[TEXTO MOSTRADO]
El infante puede llamarse Tomás. O es Tomás, quizá, el nombre de quien escribe en Guadalajara un cuento donde recupera sus días como ayudante de arriero.

“Me hubiera gustado caer cerca del agua, donde mi padre cayó. Pero como soy muy burlesco, aquí estoy, tirado sobre estos peñascales. No puedo hacer otra cosa que mover la lengua. Pero no, la lengua ya se murió. Lo que ahora muevo es una piedra laja”.

Tomás es el que escribe y también es el niño escrito, descrito. El cuento se llama Cruenta alegría, cenzontle, uno de los relatos más bellos de su cuentario Cañón de Juchipila. Yo encuentro en la adolescencia ese cuento y me enamoro de doña Tula, del hermano Baudelio, de la Jalpa pulpa, de la bella Rogelia, que te hace ver las estrellas, de la Justa Santamaría que busca a su hijo y hasta de los calzones del Tata que se quemaron cerca de la hoguera.

Años después me veo en la capital del país entrando a la colonia Magdalena Contreras, hasta dar con la casa de Tomás. Se cubre el cabello cenizo con un gorro hecho de estambre, viste suéter negro con cuello alto. Hablamos del pueblo, de los Mojarro perdidos, de las jalpenses que permanecieron más sensuales en la mente del escritor que en la realidad.
[/TEXTO MOSTRADO]
TAREA:
Sigue escribiendo el texto sobre Tomás y su libro Cañón de Juchipila justo después de donde termina. Los datos no hacen falta para nada.
[DATOS REGISTRADOS]
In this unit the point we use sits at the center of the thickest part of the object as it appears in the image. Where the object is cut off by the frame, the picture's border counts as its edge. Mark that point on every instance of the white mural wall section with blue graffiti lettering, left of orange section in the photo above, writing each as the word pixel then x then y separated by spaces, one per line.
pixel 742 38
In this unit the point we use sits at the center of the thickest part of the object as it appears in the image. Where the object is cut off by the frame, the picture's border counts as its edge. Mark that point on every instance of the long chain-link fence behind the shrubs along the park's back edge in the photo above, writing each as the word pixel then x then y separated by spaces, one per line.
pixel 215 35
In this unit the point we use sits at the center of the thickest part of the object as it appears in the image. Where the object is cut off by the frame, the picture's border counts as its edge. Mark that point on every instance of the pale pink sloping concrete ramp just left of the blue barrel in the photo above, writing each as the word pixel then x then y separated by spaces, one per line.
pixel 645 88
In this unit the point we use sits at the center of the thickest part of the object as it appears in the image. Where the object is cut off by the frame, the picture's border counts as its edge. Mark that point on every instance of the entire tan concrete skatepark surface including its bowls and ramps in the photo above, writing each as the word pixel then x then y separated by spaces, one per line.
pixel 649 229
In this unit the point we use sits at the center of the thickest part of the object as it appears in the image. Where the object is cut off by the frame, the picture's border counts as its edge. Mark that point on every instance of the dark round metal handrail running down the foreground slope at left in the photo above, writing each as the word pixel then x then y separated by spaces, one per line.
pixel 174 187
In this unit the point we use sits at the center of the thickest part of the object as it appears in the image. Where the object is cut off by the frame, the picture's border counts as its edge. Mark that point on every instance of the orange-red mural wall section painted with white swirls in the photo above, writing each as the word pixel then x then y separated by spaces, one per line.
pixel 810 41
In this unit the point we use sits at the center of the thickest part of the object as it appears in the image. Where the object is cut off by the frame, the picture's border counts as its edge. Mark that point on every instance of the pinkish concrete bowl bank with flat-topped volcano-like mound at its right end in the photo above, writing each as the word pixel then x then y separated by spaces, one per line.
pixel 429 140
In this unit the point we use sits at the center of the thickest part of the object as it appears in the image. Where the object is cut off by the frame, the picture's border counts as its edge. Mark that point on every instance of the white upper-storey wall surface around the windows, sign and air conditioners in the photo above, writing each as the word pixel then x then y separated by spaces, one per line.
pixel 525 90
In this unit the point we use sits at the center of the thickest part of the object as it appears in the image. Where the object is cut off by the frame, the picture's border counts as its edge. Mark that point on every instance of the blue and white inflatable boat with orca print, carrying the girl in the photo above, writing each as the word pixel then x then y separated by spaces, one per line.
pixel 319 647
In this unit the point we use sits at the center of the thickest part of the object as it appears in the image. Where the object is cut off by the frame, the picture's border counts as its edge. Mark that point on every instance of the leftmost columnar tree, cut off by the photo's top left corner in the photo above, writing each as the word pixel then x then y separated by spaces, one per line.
[/DATOS REGISTRADOS]
RESPUESTA:
Lo reencuentro otras veces, en más visitas, y luego en Jalpa, cuando imponen su nombre a una calle de la periferia. Caminamos juntos entre la tierra suelta de la vía dedicada a él. Habla poco, es el niño que muere sólo en el cuento. Meses antes, recargado contra un estante del quinto piso de la biblioteca de la Universidad de Texas en El Paso, encontré la autobiografía que él, hijo de Tula, tuvo que escribir por orden de Emmanuel Carballo. Siento entonces que lo conozco mejor.

Hace un mes nos vimos en las extrañas tierras consagradas a San Jerónimo, en el Distrito Federal. Destrabo mis manos para dejar volar una invitación a que regrese a Zacatecas. Me recibe con un disparo de pólvora: “¿Qué puede significar para mí un homenaje? No me agrega nada”. Sigue siendo un hombre duro.

“Un homenaje no me agrega nada. Nada más es una serie de rituales, ritos que no me agregan nada. Ésa es mi situación”.

Intento persuadirlo… Él insiste en lo suyo: “No tomo, no fumo, no se me da la plática individual con un hombre. ¿Con mujeres? Frente a ellas tengo conferencias, todas las ramas del periodismo las domino y me encantan”.

Comienza a tornarse entonces en el jalpensehabliche: “Me encanta darle a la gente, decirles, abrirles los ojos, todo eso constituye mi deleite. Lástima que al fin de la vida sea cuando uno ya domina, cuando ya tiene uno lucidez, cuando ya no habla uno a lo tonto, cuando ya tiene pruebas de lo que dice… Lástima que sea ya a estas alturas”.

Le tomo la palabra: de algún modo logro que el niño abandone la agonía, que espante a los moscos y se entregue a su paisanaje querido. “Hay gente que busca afuera lo que hay dentro”, me insiste todavía antes de despedirnos. Sé que, en sus conferencias y letras, él seguirá ayudándonos a muchos a terminar de comprender eso y más.